DATA UNDER STUDY:
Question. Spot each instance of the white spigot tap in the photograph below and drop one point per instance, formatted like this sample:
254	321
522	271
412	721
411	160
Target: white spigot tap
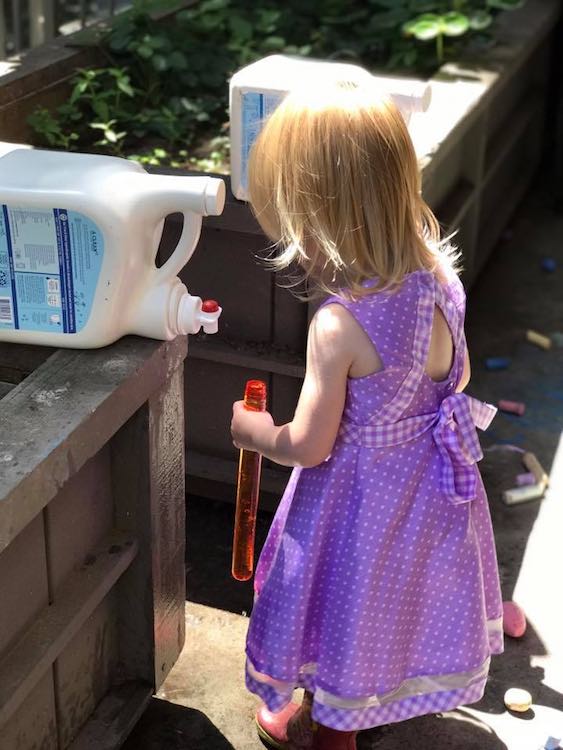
194	314
209	315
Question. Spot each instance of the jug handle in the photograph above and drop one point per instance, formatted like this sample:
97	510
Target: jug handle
185	247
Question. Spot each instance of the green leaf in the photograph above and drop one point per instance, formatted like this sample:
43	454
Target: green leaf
454	24
505	4
425	27
101	109
124	86
480	20
178	60
160	63
273	43
241	28
144	51
210	5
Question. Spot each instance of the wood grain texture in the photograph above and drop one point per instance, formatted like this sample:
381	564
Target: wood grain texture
114	717
55	626
149	493
61	415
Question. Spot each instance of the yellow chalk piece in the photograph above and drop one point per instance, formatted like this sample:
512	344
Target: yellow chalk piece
523	494
538	339
518	700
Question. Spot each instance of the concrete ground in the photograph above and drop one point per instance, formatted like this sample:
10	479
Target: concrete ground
203	704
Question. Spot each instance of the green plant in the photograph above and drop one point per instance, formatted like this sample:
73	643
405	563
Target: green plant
462	17
164	87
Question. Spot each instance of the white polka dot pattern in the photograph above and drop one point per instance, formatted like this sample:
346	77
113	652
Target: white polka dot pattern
369	573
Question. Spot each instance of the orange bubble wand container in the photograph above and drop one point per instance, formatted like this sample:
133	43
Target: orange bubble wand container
248	489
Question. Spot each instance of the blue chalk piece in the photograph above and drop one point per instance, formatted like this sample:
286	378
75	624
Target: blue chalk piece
497	363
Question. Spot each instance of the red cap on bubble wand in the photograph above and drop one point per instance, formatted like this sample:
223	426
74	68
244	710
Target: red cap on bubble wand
248	488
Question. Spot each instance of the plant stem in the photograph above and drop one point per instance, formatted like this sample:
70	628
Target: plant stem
440	48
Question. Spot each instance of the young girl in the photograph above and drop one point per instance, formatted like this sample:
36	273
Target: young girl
377	588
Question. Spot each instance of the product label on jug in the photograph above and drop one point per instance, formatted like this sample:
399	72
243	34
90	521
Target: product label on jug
50	261
256	108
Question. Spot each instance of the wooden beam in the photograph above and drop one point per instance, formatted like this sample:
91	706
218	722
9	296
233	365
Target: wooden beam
57	624
114	718
65	411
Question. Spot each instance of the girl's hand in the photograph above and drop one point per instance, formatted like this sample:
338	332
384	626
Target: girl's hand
248	428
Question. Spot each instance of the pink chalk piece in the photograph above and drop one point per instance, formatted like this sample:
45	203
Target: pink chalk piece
525	480
513	407
514	619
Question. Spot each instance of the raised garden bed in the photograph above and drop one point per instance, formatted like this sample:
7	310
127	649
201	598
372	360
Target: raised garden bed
92	539
480	144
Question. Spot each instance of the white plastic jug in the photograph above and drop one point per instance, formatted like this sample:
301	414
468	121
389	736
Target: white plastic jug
78	239
257	89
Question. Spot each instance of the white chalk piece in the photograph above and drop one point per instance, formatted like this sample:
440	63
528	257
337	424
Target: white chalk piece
517	699
533	465
522	494
525	480
544	342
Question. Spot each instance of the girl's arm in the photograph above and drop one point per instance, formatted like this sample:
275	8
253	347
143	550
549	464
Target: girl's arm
465	375
308	439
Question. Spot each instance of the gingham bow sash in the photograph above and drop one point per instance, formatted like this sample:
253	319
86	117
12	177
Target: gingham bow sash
454	432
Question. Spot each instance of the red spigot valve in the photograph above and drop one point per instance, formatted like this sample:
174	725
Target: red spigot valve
210	305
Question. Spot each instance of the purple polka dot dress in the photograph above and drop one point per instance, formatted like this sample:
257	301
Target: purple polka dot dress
377	588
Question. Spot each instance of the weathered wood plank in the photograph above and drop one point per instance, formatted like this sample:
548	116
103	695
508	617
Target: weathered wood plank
168	537
149	494
61	415
24	589
5	388
56	625
133	515
33	726
114	718
86	669
78	518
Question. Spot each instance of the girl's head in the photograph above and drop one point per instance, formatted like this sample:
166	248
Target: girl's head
334	181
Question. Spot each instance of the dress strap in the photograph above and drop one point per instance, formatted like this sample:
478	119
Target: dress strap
396	407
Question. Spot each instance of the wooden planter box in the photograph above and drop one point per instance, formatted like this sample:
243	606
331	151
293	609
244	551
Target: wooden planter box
92	539
479	144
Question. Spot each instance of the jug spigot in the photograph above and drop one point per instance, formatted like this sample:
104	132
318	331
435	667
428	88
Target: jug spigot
209	315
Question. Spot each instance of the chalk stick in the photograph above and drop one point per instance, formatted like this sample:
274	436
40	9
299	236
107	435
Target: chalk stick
512	407
517	699
538	339
525	480
532	464
522	494
513	619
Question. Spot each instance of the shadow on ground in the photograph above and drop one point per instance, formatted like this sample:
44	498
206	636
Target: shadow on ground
456	729
168	726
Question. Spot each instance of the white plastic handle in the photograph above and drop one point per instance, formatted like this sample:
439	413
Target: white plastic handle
185	247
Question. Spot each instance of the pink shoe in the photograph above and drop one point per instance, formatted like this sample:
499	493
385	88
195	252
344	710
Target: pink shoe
272	728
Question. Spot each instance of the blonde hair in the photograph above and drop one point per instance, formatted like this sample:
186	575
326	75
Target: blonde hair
334	182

YOUR INSTRUCTIONS: Transcribe the whole listing, character for character, but not its images.

RESPONSE TO THIS TASK:
Question. Spot each instance of the white spigot tap in the photograph below and drop one point per instance, formatted like this sample:
254	321
522	271
412	721
411	160
Target: white spigot tap
194	314
209	315
Question. Spot each instance of the jug handle in the photograph above and drop one point per instance, formatted like this sample:
97	510
Target: jug handle
185	247
Question. Spot each instance of the green leaf in the photograph above and drop one point per instance, formatted like this sample:
43	454
Target: green leaf
454	24
505	4
425	27
101	109
124	86
480	20
178	60
160	63
273	43
241	28
144	51
210	5
Question. Spot each instance of the wood grain texture in the photograph above and drop one point per instance, formatted like this sample:
381	564
Target: wood grain texture
114	717
55	626
149	493
61	415
Question. Spot each instance of the yellow chalk piece in the photograph above and drop one point per instance, formatted like this sample:
512	344
Target: yellow chalk piece
523	494
538	339
518	700
Question. Spot each instance of the concrete ground in the photograph above and drop one point per instance, formatted like this sample:
10	479
Target: concrete ground
203	704
Question. Spot each instance of the green plant in the photograph above and drop one point per instance, formatted like this sample:
73	643
405	563
Target: green plant
462	17
164	87
Question. Spot each instance of the white polka dot pattern in the photograph above and drop one point per instance, formatted like this sample:
346	77
113	652
Target: white polka dot pattern
369	573
Question. Spot each instance of the orange bubble wand container in the photograph above and drop one point per instance, formatted like this sample:
133	43
Target: orange bubble wand container
248	489
Question. Spot each instance of the blue chalk piece in the photograph above and drop one point per instance, formatted like this sample:
286	378
75	624
Target: blue chalk piece
497	363
Question. Spot each instance of the red cap on bubble wand in the photograph above and drop one point per instance, formatted like this sample:
223	426
74	68
244	710
Target: red cap on bubble wand
248	488
Question. Spot each instance of the plant stem in the photograph above and drop one point per instance, formatted like this sample:
70	628
Target: plant stem
440	48
Question. Spot each instance of the young girl in the photograph above and drop one point per instance, formatted like this sample:
36	273
Target: young girl
377	588
Question. Spot each instance of the product label on jug in the photograph above and drop one point per instance, formatted like this sample:
399	72
243	34
90	521
Target: product label on jug
50	261
256	108
Question. Spot each instance of the wooden beam in the photograph above and drop one point per instance, formatted like this sample:
91	706
218	722
9	296
233	365
Target: wooden beam
57	624
114	718
65	411
Question. Spot each instance of the girl's hand in the photograph above and drop one point per instance, formatted like this sample:
338	332
384	626
Target: girl's hand
248	428
Question. Spot each instance of the pink chalk piece in the photograph above and drop one point per instance, formatted like this sample:
45	203
Target: pink chalk piece
525	480
513	407
514	619
Question. Spot each instance of the raised garden bed in the photograph above and drop one point per instance, formatted like this sample:
7	310
127	649
201	598
372	360
Target: raised garden bed
92	539
480	144
Question. Spot each instance of the white plastic jug in the photograph above and drop one point per instance, formatted like this sample:
301	414
468	121
389	736
Target: white plastic jug
78	239
257	89
Question. Spot each instance of the white chalk piece in the photograph above and drop one point per instance, formatted like this sample:
440	63
528	257
337	424
Target: white chalk piece
517	699
533	465
522	494
525	480
544	342
Question. Spot each instance of the girl's arm in the photograph above and drop one point per instance, formatted like this sample:
275	8
253	347
143	550
549	464
Target: girl's arm
465	375
308	439
Question. Spot each instance of the gingham bow sash in the photograph above and drop one point per instance, formatted like this sample:
253	319
86	117
12	177
Target: gingham bow sash
454	432
Question. Spot each instance of the red spigot valve in the photograph above and drop one point per instance, formatted like this sample:
174	725
Target: red spigot valve
210	305
Question. Spot each instance of the purple polka dot dress in the photograph above and drop one point per instance, formatted like this sample:
257	301
Target: purple polka dot dress
377	588
Question. Spot each instance of the weathered wood plank in the photograph above and drop one point per instance, formatted like this sample:
548	116
103	695
508	617
Target: weathered wood plank
168	537
149	494
61	415
24	589
5	388
56	625
133	515
33	726
114	718
86	669
78	518
Question. Spot each instance of the girl's head in the photograph above and drop one point per instance, formatted like this sample:
166	248
Target: girl's head
334	181
Question. Spot each instance of the dress strap in the photograph above and drop one point per instance, formatted like this sample:
478	119
Target: dress strap
396	407
Question. Spot each instance of the wooden planter box in the photograph above and drop one point per instance, formatted like this sample:
243	606
331	151
293	609
244	551
Target: wooden planter box
92	539
479	144
Question. Spot each instance of the jug spigot in the photograph above and drop one point per instance, formatted like this sample:
104	132
318	331
435	667
428	88
Target: jug spigot
209	315
Question. Spot each instance of the chalk stick in the photograph above and drop one point per instance, formatted like this sample:
274	436
40	9
299	236
107	435
Target: chalk stick
512	407
517	699
538	339
525	480
532	464
522	494
513	619
Question. Spot each instance of the shadow on ground in the photograph above and drop one point per instance, formatted like this sample:
44	498
206	636
Target: shadow on ground
456	729
168	726
Question. Spot each instance of the white plastic handle in the photograph above and drop one point per instance, formatted like this sample:
439	413
Target: white plastic handle
185	247
Question. Spot each instance of the pink shoe in the photograph above and drop one point per instance, formatted like this sample:
499	493
385	88
195	252
344	710
Target: pink shoe
272	728
Question. Spot each instance of the blonde hair in the photograph above and drop one point per instance, formatted like this sample:
186	575
326	75
Target: blonde hair
334	182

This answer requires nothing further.